Your job is to transcribe the material exactly, every line included.
▽
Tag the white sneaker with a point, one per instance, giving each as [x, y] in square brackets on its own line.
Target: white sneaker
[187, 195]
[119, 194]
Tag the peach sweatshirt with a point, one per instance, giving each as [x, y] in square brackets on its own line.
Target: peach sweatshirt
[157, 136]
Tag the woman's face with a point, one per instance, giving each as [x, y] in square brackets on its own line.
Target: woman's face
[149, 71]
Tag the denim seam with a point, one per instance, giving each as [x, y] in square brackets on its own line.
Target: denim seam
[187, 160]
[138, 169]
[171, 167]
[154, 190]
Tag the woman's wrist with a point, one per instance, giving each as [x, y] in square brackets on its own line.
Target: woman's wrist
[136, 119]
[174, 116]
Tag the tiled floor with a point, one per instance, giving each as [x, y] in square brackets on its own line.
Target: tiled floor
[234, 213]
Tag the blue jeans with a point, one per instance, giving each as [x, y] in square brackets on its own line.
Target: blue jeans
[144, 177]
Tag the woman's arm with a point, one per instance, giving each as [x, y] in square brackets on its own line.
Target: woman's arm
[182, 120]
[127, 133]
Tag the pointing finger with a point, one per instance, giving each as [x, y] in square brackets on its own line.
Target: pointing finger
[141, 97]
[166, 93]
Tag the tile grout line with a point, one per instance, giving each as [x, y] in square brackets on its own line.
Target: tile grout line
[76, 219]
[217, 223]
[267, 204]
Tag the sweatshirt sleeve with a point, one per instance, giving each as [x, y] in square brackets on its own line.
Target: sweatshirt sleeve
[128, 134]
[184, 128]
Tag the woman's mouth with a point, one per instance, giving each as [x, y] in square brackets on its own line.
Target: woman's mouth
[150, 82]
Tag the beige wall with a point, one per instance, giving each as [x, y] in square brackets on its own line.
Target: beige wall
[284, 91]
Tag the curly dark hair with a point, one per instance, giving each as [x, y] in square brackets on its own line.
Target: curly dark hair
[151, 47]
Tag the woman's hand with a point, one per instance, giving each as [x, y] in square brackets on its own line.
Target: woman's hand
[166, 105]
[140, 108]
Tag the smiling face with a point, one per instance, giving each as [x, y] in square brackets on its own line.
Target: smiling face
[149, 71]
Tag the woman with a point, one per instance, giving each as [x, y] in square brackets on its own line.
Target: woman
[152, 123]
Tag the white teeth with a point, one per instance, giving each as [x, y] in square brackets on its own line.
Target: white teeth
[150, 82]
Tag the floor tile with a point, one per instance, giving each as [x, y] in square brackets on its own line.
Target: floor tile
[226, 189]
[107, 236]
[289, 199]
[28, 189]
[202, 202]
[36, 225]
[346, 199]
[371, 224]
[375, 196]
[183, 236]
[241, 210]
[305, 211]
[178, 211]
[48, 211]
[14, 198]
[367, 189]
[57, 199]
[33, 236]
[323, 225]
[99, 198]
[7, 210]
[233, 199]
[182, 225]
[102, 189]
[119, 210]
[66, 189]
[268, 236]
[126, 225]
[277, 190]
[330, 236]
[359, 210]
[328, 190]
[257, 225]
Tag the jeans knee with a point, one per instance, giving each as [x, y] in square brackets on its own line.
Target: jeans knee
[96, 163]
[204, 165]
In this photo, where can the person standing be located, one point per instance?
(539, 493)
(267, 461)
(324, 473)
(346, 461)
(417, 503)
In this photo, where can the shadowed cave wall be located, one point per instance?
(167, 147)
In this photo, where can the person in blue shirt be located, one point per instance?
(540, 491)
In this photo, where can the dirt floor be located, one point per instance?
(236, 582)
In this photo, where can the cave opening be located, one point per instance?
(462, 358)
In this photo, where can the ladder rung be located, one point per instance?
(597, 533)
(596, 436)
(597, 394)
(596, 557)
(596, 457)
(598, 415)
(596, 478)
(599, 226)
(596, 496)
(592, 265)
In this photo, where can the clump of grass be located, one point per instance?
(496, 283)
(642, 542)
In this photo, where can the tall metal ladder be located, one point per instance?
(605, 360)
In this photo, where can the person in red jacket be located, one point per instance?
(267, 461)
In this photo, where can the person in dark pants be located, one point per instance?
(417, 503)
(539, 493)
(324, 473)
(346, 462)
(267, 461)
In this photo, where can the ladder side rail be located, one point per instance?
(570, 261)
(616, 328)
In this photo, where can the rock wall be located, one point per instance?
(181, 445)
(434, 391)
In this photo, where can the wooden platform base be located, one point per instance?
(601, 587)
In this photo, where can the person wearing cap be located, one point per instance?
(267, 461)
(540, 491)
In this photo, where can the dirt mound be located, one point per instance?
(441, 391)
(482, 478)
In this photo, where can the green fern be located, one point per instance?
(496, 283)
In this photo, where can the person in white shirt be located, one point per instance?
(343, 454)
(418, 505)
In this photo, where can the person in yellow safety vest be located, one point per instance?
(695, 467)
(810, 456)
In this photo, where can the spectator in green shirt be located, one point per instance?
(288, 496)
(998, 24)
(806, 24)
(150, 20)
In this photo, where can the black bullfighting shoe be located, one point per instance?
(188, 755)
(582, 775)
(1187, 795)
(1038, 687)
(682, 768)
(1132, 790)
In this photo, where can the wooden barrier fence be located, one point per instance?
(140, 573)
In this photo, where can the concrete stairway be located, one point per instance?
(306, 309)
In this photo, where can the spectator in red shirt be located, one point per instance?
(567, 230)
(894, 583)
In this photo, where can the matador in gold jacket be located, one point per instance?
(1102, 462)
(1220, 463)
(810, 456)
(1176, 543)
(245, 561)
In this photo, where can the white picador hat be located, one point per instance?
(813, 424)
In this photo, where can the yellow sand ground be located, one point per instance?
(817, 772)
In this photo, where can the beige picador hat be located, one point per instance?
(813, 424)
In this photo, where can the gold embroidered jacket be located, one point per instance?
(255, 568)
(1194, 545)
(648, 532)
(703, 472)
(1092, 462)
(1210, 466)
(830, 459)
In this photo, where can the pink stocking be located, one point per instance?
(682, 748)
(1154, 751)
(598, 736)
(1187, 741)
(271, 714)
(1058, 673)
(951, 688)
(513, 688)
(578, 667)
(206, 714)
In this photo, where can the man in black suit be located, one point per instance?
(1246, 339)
△
-- Task response --
Tag the white sneaker with a point, one per instance, giving each as [x, y] in square brackets on its own line.
Target: white sneaker
[187, 195]
[119, 194]
Tag the peach sweatshirt with a point, one per instance, giving each as [x, y] in square brackets on its own line.
Target: peach sweatshirt
[157, 136]
Tag the woman's face with a point, one per instance, giving each as [x, y] in square brackets on its own line.
Target: woman's face
[149, 71]
Tag the denim seam with a point, one per instance, giving each as [x, y] in square brackets on its own line.
Target: denim seam
[187, 160]
[138, 169]
[171, 167]
[154, 190]
Tag the woman's wrist with a point, one per instance, giving each as [x, y] in square brackets on its own line.
Target: woman's wrist
[136, 119]
[174, 116]
Tag the tiled floor with a point, one per instance, giving each as [x, y] in square brackets on its own line.
Target: tiled floor
[234, 213]
Tag the blue jeans with a point, one per instance, giving each as [x, y] in square brackets on its own line.
Target: blue jeans
[144, 177]
Tag the woman's arm with a point, one per instance, giving each as [x, y] in square brackets on its own line.
Target: woman's arm
[182, 120]
[127, 133]
Tag the pointing finger with a point, one per instance, giving each as [x, y] in square brackets on its own line.
Target: pointing finger
[141, 97]
[166, 93]
Tag the tile grout line with a point, one per instance, giving each as [x, y] in square brackets on its own line.
Target: tile grout line
[76, 219]
[217, 223]
[267, 204]
Tag the sweatshirt sleeve with a point, one per instance, giving each as [x, y] in square brackets on its own line.
Target: sweatshirt sleeve
[128, 134]
[184, 128]
Tag the woman's mouth with a point, one per instance, giving each as [x, y] in square brackets on its own line.
Target: woman's mouth
[150, 82]
Tag the beige wall with a point, one per instance, giving each as [x, y] in square brackets on its own line.
Target: beige wall
[284, 91]
Tag the curly dark hair with a point, one per instance, giving each as [x, y] in square brackets on its own line.
Target: curly dark hair
[151, 47]
Tag the woman's hand with a point, one per instance, giving each as [x, y] in square brackets on its own line.
Target: woman's hand
[166, 105]
[140, 108]
Tag the smiling face with a point, one per instance, giving each as [x, y] in square brackets on its own line.
Target: smiling face
[149, 71]
Tag the woman with a point, one per instance, giving each as [x, y] in square brackets on its own line.
Target: woman
[152, 123]
Tag the white teeth with a point, one per instance, giving each as [x, y] in square brackets on its own line.
Target: white teeth
[150, 82]
Tag the floor tile with a point, one per instance, giving each as [x, y] in square brackets on its own line.
Target: floor tile
[226, 189]
[107, 236]
[289, 199]
[28, 189]
[202, 202]
[36, 225]
[346, 199]
[371, 224]
[375, 196]
[183, 236]
[241, 210]
[305, 211]
[178, 211]
[48, 211]
[14, 198]
[367, 189]
[57, 199]
[33, 236]
[323, 225]
[99, 198]
[7, 210]
[233, 199]
[182, 225]
[102, 189]
[119, 210]
[66, 189]
[268, 236]
[126, 225]
[277, 190]
[330, 236]
[359, 210]
[328, 190]
[257, 225]
Tag the jeans knee with a point, one per instance, giving each as [x, y] in square brackets on its own line.
Target: jeans knee
[96, 163]
[204, 165]
In this photo, where can the person standing be located, one point per instance?
(539, 493)
(267, 461)
(324, 473)
(346, 461)
(417, 503)
In this photo, where can the shadowed cave wall be located, one point per instance?
(167, 147)
In this photo, where can the person in blue shirt be located, one point per instance?
(540, 491)
In this photo, where can the dirt floor be located, one point per instance?
(236, 582)
In this photo, where can the cave opening be located, one point per instance?
(462, 358)
In this photo, where can the ladder rung be located, one point per instance?
(597, 533)
(596, 436)
(597, 394)
(596, 557)
(596, 457)
(598, 415)
(596, 478)
(599, 226)
(596, 496)
(592, 265)
In this photo, where can the clump of grass be located, one point per instance?
(496, 283)
(642, 542)
In this photo, where can the tall metal ladder be located, one point per instance?
(605, 360)
In this photo, where can the person in red jacket be located, one point per instance?
(267, 461)
In this photo, where can the person in dark pants be located, one point per instance?
(417, 503)
(539, 493)
(324, 473)
(346, 462)
(267, 461)
In this photo, where can the ladder side rail be located, one point per instance?
(570, 261)
(616, 328)
In this photo, where can the rock wall be located, one point per instance?
(181, 445)
(434, 391)
In this photo, where can the wooden platform base be located, one point per instance?
(601, 587)
In this photo, where can the person wearing cap be located, one point per instance?
(267, 461)
(540, 491)
In this photo, where can the dirt mound be located, one point per instance?
(441, 391)
(482, 478)
In this photo, where can the green fern be located, one point per instance?
(496, 283)
In this photo, where can the person in white shirt be located, one point per instance?
(343, 454)
(418, 505)
In this photo, where can the person in yellow safety vest be located, one point per instance?
(695, 467)
(810, 456)
In this photo, where can the spectator in green shirt be located, one point per instance?
(288, 496)
(998, 24)
(806, 24)
(150, 20)
In this photo, where can the black bullfighting shoe be located, one point per instance?
(188, 755)
(582, 775)
(1187, 795)
(1038, 687)
(682, 768)
(1132, 790)
In this photo, where can the wooden barrier fence be located, one point per instance?
(140, 573)
In this photo, where can the concrete stairway be located, one point per instance?
(306, 309)
In this photo, where can the spectator in red shirt be located, one point per instance?
(567, 230)
(894, 583)
In this photo, where can the matador in gold jacket be located, one point per instance?
(1102, 462)
(1220, 463)
(810, 456)
(1176, 543)
(245, 561)
In this photo, where can the white picador hat be located, one point per instance?
(813, 424)
In this photo, where can the yellow sand ground be located, one point per instance?
(817, 772)
In this photo, where can the beige picador hat be located, one point per instance?
(813, 424)
In this photo, where can the gold embroidered jacket be located, one point per instance?
(255, 568)
(1194, 545)
(648, 532)
(703, 472)
(1092, 462)
(1210, 466)
(830, 459)
In this photo, where can the pink stocking be located, one point per instance?
(682, 748)
(1154, 751)
(598, 736)
(1187, 741)
(271, 714)
(1058, 673)
(951, 688)
(513, 688)
(578, 667)
(206, 714)
In this photo, where can the man in black suit be located, one point per instance?
(1246, 339)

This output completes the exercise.